━━━ PAGE
“Jumpman” by Drake and Future

I have to admit, of all the trends in modern Pop music, I never expected the fragmented, repetitive hook to be elevated into an actual legitimate artistic technique. I suppose I shouldn’t have been so surprised, since Beyonce’s “Single Ladies” had already done basically the same thing as far back as 2008, but it took so many years for anyone to follow suit that I had just assumed it was never going to happen. Like most of Future’s work, this song features fairly empty, generic lyrics, but in this particular subgenre of Rap the lyrics are irrelevant anyway. The vocals just serve as a component of the song’s hypnotic rhythm, and the haunting atmosphere this creates puts this way ahead of any of the standard-issue Nu-Crunk/Vine Rap hits, confirming that Future (and his peers like Young Thug, Travis Scott and Post Malone) is in a completely different genre from acts like T-Wayne or O.T. Genasis. A few less-than-stellar featured credits notwithstanding, this was the first real Future song to really take off as a major hit, and while that may be partly because of Drake’s presence, Drake basically took on Future’s sound and style for the duration of the collaborative mixtape from which this song is derived. So this is still essentially Future’s song, and it seems as good a choice as any to launch him into the Top Forty.
━━━━━━
━━━ LISTED RECORDS
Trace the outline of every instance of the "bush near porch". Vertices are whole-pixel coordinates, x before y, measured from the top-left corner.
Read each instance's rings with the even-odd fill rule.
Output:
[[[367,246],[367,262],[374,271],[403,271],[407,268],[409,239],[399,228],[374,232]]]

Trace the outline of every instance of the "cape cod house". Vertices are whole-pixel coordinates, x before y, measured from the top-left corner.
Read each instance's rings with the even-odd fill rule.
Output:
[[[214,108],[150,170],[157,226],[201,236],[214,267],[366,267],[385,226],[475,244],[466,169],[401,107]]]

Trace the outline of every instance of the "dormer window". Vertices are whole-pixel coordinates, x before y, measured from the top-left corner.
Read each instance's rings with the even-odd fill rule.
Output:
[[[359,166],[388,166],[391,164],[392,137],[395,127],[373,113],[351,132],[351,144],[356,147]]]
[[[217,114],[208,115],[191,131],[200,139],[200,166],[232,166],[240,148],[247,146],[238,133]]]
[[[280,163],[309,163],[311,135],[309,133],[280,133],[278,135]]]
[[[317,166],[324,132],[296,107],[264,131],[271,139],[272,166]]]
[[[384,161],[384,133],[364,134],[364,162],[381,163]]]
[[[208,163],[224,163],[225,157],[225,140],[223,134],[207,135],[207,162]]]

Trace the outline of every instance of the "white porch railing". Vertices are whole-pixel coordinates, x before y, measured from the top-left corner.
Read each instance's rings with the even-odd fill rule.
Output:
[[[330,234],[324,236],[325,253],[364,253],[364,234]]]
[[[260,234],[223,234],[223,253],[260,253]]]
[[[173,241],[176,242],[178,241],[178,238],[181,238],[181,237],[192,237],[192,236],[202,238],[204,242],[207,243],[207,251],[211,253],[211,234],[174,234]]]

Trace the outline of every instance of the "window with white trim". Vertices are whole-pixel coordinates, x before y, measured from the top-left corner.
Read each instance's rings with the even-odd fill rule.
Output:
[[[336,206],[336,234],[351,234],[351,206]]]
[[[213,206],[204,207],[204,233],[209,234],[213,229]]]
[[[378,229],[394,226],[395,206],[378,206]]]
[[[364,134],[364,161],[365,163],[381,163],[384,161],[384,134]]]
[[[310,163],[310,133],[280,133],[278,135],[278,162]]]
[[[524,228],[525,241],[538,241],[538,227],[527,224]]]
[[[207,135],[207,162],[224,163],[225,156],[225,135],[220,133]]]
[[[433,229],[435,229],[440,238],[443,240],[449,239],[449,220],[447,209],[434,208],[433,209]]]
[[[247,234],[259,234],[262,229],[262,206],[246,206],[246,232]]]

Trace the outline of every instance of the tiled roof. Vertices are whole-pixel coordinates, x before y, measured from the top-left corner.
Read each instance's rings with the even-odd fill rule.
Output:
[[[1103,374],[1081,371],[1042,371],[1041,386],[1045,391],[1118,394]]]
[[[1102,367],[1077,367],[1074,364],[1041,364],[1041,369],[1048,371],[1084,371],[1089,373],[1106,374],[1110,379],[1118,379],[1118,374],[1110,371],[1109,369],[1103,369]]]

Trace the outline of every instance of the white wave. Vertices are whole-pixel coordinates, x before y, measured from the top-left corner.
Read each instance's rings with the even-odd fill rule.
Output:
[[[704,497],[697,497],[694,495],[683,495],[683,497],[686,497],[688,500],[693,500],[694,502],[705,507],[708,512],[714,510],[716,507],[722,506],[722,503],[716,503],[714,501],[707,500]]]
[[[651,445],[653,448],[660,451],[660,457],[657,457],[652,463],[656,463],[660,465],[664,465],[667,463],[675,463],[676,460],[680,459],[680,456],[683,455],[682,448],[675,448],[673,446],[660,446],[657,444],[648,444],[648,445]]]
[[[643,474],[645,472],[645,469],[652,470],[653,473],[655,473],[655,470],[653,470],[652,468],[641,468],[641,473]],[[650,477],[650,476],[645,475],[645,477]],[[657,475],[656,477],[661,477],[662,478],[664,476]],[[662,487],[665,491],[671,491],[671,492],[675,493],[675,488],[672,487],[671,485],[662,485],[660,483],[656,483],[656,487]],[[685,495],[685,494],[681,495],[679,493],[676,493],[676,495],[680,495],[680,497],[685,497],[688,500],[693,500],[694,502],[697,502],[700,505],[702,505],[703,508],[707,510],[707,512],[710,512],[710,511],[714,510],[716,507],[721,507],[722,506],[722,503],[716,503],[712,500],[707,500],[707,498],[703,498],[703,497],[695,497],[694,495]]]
━━━━━━
## WORK TO DO:
• 1. In two sentences, summarize the review of “Jumpman.”
• 2. Pick up the review of “Jumpman” after its final sentence and carry it further.

## TASK-BY-TASK OUTPUTS:
• 1. The reviewer admits surprise that the fragmented, repetitive hook has become a legitimate artistic technique, and says that in this subgenre of rap Future's generic lyrics matter less than the hypnotic rhythm and haunting atmosphere his vocals create, which put the song far ahead of standard Nu-Crunk/Vine Rap hits. Calling it the first real Future song to take off as a major hit, the review holds that it is still essentially Future's song because Drake took on his sound and style for the collaborative mixtape, and that it seems as good a choice as any to launch him into the Top Forty.

• 2.
Verdict: Good.

“Jordan, Minnesota” by Big Black

This song offends a lot of people, and frankly I can understand their position. The lyrics are a cheap attempt at shock value in the vein of the crasser Death Metal acts like Cannibal Corpse; this song predates most of them, but that only makes it worse, as it seems to have served as an influence. The subject is pedophilia, but not an honest if melodramatic treatment of the issue like Korn’s “Daddy”…no, this one clearly exists purely for shock purposes, falling somewhere between the Who’s “Fiddle About” and Eminem’s “Insane” on the scale of disgusting songs about this subject. However, unlike most of the acts that resort to these kinds of lyrics, this song features genuinely fascinating music. Big Black were known for synthesizing an extremely daring mix of Hardcore Punk, Noise Music and early Industrial influences into an abrasive but fascinating new sound. It was utterly unique at the time they debuted, and even now, after they had a major hand in pioneering the Industrial Music and Indie Noise-Rock genres, influencing everyone from Nine Inch Nails to Sonic Youth, their music still sounds fresh and distinctive to the modern ear. As reprehensible as the lyrics are, the music is so interesting that I can’t really dismiss this song or the band it comes from, not only because of their historical importance but because they made genuinely valid and important music in their own right.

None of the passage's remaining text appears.